> **What you should do**:
Copy the data below line for line, without changing anything, and leave the pictures out of your copy.

Saved data entries
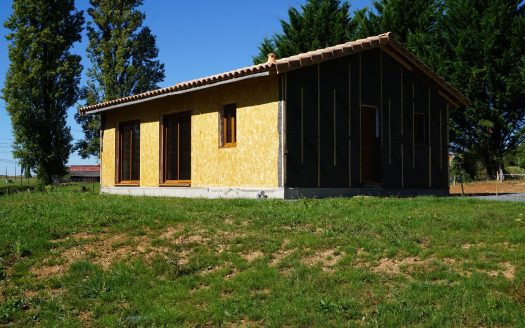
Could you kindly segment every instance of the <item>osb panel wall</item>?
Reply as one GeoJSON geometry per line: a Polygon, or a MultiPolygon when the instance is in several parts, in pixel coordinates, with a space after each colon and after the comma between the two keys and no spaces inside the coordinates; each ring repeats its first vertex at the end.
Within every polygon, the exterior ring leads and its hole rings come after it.
{"type": "Polygon", "coordinates": [[[115,129],[139,119],[140,185],[159,186],[159,135],[162,115],[191,110],[193,187],[278,186],[278,80],[246,80],[191,94],[123,107],[106,114],[102,185],[115,182],[115,129]],[[237,146],[219,147],[219,111],[237,104],[237,146]]]}
{"type": "MultiPolygon", "coordinates": [[[[106,115],[107,118],[112,115],[106,115]]],[[[112,186],[115,182],[115,128],[106,119],[104,135],[102,139],[102,153],[100,161],[100,185],[103,187],[112,186]]]]}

> **Answer below**:
Could you kindly segment every instance of the <item>osb panel wall</item>?
Reply as one GeoJSON geometry per line: a Polygon, or a MultiPolygon when the instance is in several parts, in pixel coordinates, with a space after each colon and after the comma between the two keys and no spaces inside the coordinates; each ring repeats its first vertex at the end.
Within every polygon, the exterior ring leads and its hole rings come after it.
{"type": "Polygon", "coordinates": [[[115,129],[139,119],[140,185],[159,186],[159,135],[162,115],[191,110],[193,187],[278,186],[278,80],[246,80],[191,94],[123,107],[106,114],[102,185],[115,182],[115,129]],[[237,146],[219,147],[219,111],[237,104],[237,146]]]}
{"type": "MultiPolygon", "coordinates": [[[[106,115],[107,118],[112,115],[106,115]]],[[[112,186],[115,182],[115,128],[106,119],[104,135],[102,139],[102,153],[100,161],[100,185],[103,187],[112,186]]]]}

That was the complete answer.